/---

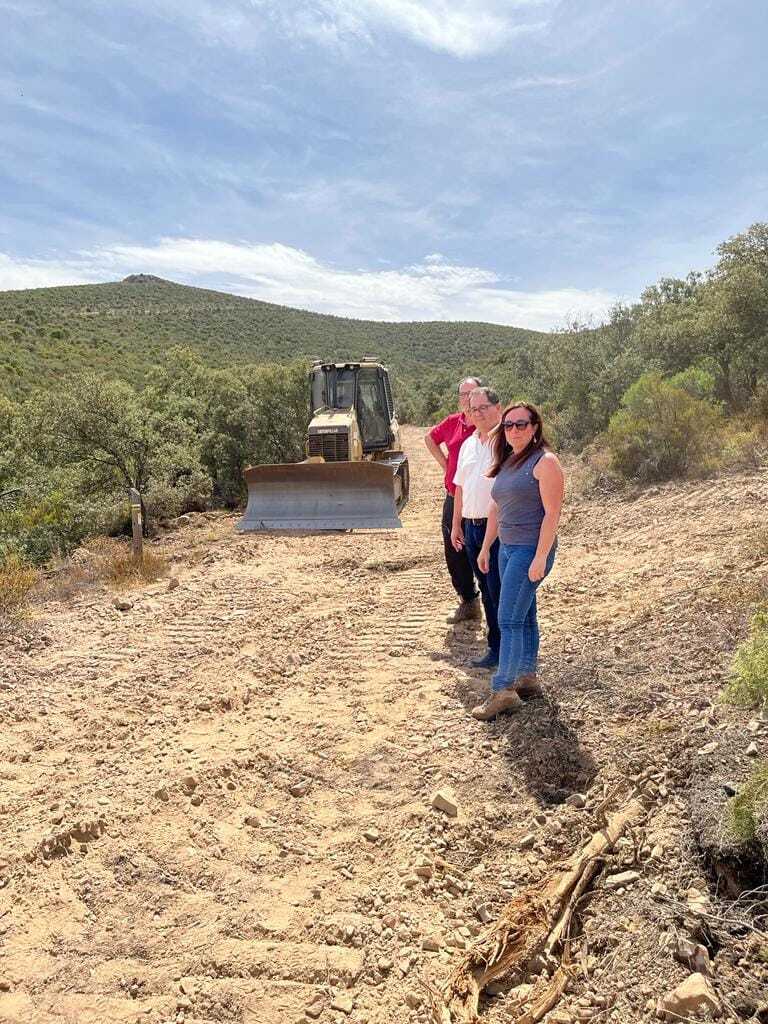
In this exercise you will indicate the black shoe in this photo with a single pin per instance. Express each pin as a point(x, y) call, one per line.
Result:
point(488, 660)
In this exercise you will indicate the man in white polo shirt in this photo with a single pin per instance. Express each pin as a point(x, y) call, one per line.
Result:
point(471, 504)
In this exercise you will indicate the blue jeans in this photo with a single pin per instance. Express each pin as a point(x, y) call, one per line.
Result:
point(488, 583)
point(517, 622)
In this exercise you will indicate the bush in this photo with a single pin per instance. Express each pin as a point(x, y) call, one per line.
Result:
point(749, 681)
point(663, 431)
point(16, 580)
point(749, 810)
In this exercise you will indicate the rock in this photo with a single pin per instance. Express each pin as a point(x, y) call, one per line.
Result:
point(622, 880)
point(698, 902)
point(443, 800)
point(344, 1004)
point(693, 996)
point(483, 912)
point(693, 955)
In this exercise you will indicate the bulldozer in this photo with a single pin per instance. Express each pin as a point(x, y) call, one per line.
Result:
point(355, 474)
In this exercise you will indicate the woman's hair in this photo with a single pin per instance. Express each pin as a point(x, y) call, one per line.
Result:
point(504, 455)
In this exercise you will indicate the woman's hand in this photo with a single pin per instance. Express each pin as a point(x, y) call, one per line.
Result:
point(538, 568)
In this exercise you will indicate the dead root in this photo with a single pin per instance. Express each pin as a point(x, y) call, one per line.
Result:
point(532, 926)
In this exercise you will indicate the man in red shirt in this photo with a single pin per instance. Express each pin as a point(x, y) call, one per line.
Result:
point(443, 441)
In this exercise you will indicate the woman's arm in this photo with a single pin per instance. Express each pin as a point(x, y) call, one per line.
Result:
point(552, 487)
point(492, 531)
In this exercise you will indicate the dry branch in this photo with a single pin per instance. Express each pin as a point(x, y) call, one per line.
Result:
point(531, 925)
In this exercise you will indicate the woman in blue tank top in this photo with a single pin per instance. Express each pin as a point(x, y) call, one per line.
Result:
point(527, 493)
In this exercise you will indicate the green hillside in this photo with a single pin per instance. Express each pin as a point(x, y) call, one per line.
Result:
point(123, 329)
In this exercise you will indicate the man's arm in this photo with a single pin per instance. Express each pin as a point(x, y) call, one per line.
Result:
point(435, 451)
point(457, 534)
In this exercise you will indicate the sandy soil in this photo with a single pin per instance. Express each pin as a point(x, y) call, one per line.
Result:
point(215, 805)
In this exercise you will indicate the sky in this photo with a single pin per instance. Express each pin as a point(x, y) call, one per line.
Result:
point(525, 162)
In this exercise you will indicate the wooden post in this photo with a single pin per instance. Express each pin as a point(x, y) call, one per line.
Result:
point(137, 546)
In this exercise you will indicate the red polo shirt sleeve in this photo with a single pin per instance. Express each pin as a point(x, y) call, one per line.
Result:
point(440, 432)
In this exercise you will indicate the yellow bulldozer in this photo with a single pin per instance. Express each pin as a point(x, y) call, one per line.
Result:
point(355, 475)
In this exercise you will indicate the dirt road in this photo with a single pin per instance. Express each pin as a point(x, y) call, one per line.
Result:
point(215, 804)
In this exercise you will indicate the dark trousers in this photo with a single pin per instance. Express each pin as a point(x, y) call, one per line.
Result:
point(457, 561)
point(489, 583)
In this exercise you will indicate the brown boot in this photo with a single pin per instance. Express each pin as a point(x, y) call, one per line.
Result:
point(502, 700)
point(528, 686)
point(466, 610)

\---
/---

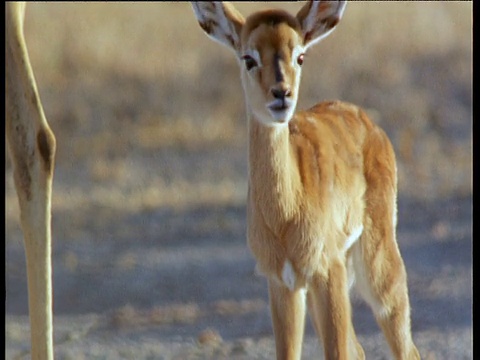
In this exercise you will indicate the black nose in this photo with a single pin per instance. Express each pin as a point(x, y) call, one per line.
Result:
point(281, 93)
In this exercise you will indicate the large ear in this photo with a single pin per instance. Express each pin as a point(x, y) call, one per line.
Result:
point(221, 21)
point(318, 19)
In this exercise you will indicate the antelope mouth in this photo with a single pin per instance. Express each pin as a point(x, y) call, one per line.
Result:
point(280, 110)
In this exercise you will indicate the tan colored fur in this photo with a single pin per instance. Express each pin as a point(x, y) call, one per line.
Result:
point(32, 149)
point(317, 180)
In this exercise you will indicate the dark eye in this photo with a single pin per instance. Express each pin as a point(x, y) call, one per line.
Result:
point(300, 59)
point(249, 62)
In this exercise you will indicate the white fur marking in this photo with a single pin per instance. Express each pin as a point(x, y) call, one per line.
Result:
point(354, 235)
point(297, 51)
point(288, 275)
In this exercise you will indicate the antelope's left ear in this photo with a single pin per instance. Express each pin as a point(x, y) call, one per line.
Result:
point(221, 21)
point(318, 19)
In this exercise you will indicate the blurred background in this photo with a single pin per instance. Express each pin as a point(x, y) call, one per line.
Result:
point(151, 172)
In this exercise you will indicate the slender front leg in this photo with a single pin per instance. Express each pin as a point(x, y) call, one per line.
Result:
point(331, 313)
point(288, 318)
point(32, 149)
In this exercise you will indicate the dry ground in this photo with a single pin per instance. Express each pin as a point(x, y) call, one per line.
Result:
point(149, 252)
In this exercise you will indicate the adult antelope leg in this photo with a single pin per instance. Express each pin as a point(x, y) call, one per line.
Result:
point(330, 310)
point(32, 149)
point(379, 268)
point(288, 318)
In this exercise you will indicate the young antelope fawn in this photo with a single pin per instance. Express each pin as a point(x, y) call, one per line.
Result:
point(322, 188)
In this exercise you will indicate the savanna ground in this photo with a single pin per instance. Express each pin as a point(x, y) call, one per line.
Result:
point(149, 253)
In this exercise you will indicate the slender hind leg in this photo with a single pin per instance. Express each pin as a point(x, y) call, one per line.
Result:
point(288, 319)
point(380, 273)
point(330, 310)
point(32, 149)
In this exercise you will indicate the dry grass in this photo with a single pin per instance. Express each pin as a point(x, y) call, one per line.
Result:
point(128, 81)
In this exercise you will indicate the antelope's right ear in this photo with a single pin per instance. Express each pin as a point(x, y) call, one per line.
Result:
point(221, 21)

\---
/---

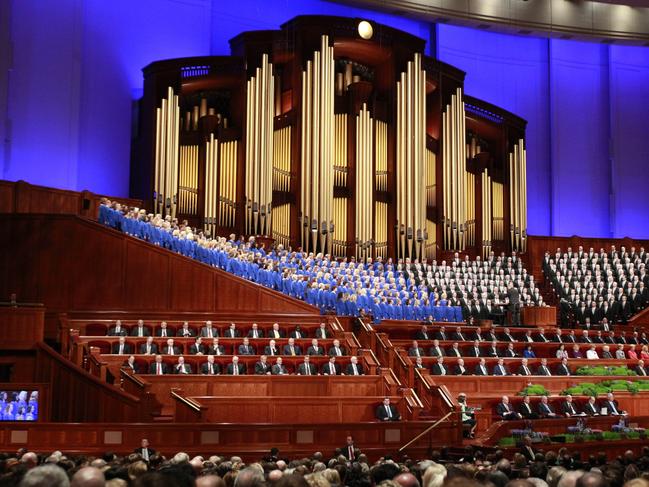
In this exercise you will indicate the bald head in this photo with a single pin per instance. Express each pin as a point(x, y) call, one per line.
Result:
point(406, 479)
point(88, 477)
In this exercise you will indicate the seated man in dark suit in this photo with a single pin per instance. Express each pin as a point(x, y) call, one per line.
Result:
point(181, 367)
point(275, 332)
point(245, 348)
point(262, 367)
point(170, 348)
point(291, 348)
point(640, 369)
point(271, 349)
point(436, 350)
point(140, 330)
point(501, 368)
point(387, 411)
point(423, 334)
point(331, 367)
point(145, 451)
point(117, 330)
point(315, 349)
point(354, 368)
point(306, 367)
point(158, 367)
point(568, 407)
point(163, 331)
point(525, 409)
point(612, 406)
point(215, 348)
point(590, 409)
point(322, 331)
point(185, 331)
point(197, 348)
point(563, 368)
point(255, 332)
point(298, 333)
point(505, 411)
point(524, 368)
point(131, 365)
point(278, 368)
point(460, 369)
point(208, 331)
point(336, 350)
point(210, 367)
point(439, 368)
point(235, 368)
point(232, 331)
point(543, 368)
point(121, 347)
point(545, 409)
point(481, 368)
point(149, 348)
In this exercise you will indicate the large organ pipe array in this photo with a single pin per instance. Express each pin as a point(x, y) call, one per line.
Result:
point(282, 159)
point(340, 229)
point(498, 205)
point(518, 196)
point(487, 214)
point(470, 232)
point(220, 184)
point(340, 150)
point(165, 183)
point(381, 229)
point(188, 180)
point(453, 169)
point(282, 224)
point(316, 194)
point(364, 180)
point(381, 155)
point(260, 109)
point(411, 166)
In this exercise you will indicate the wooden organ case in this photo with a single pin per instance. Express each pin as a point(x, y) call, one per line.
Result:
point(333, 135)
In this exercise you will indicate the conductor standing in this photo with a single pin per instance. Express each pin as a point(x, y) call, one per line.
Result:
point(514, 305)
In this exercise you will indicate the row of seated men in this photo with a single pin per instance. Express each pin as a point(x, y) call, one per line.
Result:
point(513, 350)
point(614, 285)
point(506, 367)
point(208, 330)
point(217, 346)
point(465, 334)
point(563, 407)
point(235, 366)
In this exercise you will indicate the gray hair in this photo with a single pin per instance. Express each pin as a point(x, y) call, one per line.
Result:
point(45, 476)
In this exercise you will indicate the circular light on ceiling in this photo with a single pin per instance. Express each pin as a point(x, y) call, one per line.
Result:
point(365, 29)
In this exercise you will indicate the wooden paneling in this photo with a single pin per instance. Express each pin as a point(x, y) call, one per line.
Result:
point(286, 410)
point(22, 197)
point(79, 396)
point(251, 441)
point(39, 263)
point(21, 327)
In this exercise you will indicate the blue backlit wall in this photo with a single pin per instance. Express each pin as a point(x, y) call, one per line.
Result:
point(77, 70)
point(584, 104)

\---

Problem statement: Count the lines in the entries above that contain the word "hair", and give only that number.

Answer: 2